What you need to do: Set down the records below verbatim, copying only the stretch from the line containing "Target: black trophy base" through the line containing "column 400, row 301", with both of those lines included.

======

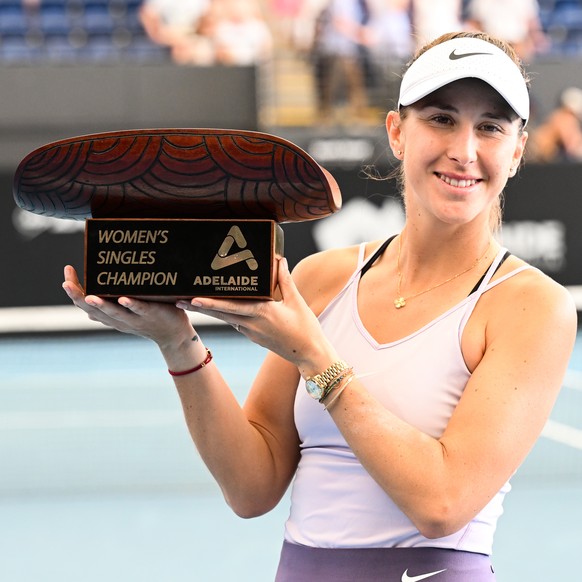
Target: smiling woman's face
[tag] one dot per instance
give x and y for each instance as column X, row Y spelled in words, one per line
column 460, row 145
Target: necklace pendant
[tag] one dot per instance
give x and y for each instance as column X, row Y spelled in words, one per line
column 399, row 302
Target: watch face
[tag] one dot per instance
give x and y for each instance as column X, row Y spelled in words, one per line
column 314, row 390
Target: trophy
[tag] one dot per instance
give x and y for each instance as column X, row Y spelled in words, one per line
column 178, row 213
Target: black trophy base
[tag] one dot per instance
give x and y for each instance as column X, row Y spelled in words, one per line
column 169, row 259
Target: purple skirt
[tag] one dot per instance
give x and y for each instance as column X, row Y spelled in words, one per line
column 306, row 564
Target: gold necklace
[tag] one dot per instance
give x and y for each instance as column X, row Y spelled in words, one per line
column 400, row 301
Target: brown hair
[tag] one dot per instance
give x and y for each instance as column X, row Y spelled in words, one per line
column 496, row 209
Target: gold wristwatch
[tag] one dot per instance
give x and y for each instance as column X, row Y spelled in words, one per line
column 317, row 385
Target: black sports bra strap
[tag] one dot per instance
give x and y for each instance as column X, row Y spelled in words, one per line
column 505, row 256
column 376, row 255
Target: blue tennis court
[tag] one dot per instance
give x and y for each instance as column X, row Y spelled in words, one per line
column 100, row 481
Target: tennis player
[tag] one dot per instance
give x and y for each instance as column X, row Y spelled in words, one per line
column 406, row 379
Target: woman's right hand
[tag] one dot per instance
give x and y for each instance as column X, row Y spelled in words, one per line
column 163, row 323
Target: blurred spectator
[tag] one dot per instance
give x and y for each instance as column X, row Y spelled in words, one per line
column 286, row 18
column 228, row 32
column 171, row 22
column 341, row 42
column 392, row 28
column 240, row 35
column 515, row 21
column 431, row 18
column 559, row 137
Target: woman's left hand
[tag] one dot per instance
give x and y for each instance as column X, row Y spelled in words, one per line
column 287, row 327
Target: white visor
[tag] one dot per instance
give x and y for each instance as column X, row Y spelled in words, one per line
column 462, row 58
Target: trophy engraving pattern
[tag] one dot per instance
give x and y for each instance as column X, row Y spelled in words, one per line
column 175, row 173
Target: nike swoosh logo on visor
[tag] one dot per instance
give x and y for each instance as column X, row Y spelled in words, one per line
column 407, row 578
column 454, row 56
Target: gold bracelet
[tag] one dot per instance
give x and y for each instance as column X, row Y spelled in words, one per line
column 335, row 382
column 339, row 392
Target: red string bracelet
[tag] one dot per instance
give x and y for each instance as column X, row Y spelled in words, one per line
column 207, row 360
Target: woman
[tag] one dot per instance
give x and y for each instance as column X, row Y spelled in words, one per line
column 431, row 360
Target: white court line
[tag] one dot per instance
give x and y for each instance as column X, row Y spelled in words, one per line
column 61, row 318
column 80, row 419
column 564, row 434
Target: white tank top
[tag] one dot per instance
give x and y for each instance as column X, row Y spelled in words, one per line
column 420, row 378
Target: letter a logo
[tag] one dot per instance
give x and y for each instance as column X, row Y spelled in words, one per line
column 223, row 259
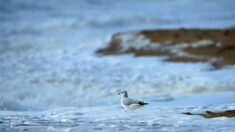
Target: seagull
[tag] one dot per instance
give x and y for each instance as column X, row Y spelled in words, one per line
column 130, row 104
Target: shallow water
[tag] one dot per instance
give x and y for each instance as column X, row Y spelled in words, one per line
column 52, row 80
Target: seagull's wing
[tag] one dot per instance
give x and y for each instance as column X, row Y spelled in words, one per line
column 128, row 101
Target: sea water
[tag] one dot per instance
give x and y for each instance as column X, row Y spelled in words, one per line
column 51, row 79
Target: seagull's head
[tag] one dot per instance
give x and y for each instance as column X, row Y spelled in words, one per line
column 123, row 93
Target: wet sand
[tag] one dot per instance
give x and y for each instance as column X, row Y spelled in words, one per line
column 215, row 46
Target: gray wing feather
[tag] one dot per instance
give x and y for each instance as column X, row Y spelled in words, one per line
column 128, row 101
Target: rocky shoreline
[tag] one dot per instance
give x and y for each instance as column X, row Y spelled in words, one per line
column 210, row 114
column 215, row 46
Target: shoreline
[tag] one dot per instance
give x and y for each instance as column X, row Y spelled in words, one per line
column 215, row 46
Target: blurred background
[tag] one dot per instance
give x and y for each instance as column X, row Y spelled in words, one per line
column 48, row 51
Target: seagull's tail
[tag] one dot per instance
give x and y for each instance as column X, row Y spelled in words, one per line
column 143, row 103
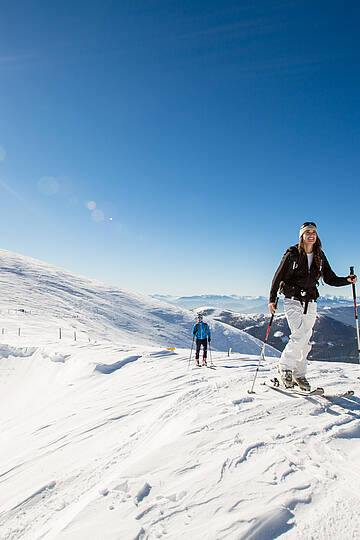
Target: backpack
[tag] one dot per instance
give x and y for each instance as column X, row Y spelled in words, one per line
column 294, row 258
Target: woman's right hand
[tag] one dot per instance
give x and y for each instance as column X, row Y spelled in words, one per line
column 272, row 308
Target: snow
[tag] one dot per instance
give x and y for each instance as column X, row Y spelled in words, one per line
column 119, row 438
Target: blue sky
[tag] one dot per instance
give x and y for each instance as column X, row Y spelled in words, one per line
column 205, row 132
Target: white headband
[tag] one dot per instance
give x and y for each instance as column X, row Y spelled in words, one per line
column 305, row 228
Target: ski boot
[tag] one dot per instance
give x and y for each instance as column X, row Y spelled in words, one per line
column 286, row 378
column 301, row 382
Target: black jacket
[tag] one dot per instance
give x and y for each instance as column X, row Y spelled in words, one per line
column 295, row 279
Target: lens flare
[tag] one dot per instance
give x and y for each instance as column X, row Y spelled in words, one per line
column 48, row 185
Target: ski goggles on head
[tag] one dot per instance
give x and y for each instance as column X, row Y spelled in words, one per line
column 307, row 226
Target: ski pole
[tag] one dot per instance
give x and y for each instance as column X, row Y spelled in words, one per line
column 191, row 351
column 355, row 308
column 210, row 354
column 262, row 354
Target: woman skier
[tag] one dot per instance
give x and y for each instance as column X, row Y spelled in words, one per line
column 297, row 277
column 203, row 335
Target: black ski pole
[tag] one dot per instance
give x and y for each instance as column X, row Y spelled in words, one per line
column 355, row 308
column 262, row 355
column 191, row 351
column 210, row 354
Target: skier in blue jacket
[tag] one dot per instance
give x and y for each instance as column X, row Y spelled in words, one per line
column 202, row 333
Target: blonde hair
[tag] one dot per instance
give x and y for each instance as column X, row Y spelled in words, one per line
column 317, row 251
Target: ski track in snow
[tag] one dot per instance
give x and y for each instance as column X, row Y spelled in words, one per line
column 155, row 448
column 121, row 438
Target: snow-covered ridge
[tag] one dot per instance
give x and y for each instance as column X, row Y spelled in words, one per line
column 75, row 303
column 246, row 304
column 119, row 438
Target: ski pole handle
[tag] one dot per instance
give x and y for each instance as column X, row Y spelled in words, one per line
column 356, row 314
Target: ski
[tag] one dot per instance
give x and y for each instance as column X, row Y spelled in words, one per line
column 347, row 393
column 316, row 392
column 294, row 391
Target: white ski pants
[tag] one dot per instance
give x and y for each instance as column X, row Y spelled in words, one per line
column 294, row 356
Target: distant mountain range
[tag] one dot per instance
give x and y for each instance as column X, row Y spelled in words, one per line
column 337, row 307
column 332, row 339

======

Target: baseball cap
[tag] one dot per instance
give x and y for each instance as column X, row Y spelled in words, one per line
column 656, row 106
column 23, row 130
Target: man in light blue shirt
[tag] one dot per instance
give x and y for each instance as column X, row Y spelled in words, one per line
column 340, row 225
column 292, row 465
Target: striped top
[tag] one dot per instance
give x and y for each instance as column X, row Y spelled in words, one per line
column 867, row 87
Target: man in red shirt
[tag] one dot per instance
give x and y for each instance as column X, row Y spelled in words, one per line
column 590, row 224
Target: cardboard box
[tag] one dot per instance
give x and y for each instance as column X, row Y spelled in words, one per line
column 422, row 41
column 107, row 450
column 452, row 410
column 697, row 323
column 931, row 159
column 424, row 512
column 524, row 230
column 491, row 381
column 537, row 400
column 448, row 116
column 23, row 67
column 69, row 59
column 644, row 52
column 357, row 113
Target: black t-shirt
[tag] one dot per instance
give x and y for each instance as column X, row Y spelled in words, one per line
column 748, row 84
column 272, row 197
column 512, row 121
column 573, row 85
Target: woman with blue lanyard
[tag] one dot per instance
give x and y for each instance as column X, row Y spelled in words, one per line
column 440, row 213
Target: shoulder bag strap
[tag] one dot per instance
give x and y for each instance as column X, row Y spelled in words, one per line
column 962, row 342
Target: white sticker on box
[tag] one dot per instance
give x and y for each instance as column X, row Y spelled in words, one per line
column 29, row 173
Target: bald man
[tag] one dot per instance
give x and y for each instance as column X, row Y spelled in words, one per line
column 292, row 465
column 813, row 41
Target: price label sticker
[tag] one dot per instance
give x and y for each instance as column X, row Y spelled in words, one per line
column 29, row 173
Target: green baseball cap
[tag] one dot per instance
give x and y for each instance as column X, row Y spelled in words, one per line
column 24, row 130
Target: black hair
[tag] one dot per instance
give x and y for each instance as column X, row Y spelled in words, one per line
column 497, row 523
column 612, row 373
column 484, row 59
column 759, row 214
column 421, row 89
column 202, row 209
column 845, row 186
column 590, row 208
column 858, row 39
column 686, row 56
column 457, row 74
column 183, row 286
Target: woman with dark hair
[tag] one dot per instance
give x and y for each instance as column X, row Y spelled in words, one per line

======

Written answer:
Target: black trophy base
[tag] one dot per instance
give x and y for each instance as column X, row Y spelled in words, one per line
column 169, row 259
Target: purple skirt
[tag] one dot per instance
give x and y for each instance as column X, row Y spelled in words, one per line
column 306, row 564
Target: gold necklace
[tag] one dot per instance
give x and y for each instance as column X, row Y spelled in words, one per line
column 400, row 301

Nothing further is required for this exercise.